--- Data shown ---

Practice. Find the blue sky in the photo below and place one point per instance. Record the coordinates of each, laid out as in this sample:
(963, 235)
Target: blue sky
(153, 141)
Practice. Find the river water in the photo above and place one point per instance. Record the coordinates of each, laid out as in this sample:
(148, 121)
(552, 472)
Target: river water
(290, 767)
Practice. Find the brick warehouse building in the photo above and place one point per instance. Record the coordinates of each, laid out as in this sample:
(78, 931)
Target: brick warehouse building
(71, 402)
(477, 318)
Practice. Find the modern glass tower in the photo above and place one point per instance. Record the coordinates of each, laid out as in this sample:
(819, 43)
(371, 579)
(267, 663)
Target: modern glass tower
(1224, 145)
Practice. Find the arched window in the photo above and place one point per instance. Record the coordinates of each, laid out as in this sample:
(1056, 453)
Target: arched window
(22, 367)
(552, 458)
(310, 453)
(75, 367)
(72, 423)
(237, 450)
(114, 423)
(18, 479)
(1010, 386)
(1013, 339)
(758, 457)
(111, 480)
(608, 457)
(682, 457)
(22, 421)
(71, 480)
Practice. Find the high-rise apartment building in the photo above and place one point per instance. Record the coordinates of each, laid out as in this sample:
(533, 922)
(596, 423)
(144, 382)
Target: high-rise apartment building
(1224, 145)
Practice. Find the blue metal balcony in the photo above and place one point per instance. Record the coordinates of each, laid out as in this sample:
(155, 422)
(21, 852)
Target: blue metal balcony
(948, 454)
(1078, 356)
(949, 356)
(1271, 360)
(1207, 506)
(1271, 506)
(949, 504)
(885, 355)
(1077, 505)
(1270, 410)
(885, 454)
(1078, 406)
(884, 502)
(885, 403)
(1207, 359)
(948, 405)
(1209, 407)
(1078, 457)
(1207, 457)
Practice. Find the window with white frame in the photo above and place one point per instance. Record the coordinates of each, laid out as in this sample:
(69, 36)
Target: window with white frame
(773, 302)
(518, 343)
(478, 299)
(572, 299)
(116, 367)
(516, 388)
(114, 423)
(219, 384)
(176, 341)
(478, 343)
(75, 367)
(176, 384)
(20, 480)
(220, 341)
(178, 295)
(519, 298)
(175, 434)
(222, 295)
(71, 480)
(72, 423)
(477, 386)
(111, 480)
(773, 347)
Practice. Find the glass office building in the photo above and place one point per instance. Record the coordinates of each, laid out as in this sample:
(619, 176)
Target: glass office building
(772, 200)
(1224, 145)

--- Prompt ---
Could you return the complete set of entries exactly?

--- Solution ---
Practice. Find the blue sky in the photo below and place one point per instance. Record the coordinates of each, laid out as in this sample:
(963, 235)
Target: blue sky
(153, 141)
Practice. Find the river water in the photo above and place one point per instance. Record the coordinates of each, laid out as in this sample:
(148, 121)
(552, 472)
Target: river water
(290, 767)
Practice. Find the brick warehouse building in the photo above and place one point per instance. Record the coordinates of each, laid out as in this sample:
(78, 931)
Target: brick warehouse building
(71, 402)
(477, 318)
Practice. Find the modern glass tower in the photo above and place one point per instance. Record the coordinates of each, laid out as in this sample:
(819, 43)
(371, 579)
(267, 663)
Target: modern glass tower
(1224, 145)
Practice. Find the arched window in the photo above and place one point per instance. Record the coordinates of each, laid out as in this sample:
(1056, 453)
Target: arched window
(22, 367)
(552, 458)
(310, 453)
(75, 367)
(72, 423)
(237, 450)
(114, 423)
(18, 479)
(1010, 386)
(1013, 339)
(758, 457)
(111, 480)
(608, 457)
(682, 457)
(22, 421)
(71, 480)
Practice. Find the high-rise apartment building in the photo above and place one point per instance. Record the coordinates of each, laid out as in this sample:
(533, 922)
(596, 423)
(144, 382)
Target: high-rise apartment building
(1224, 145)
Practice. Find the blue metal balcony in the photo above and place one point per instance. Record the coordinates of each, laid out as in this sample:
(155, 422)
(21, 852)
Target: blue metal balcony
(948, 454)
(1078, 356)
(949, 356)
(1271, 360)
(1207, 506)
(1271, 506)
(949, 504)
(885, 355)
(1077, 505)
(1270, 410)
(885, 454)
(1078, 406)
(884, 502)
(885, 403)
(1207, 359)
(948, 405)
(1209, 407)
(1078, 457)
(1207, 457)
Practice. Find the window with white frame in the photo above and place one point per instance. Record the coordinates of each, laid out as in this sample:
(69, 36)
Target: window with white frame
(773, 302)
(518, 343)
(478, 299)
(572, 299)
(116, 367)
(516, 388)
(114, 423)
(219, 384)
(176, 341)
(478, 343)
(75, 367)
(176, 384)
(20, 480)
(220, 341)
(178, 295)
(519, 298)
(175, 434)
(222, 295)
(71, 480)
(72, 423)
(477, 386)
(111, 480)
(773, 347)
Practice. Find the glass office building in the photo above and place one point per instance. Record the coordinates of each, laid out as in this sample:
(619, 176)
Target: glass office building
(772, 200)
(1224, 145)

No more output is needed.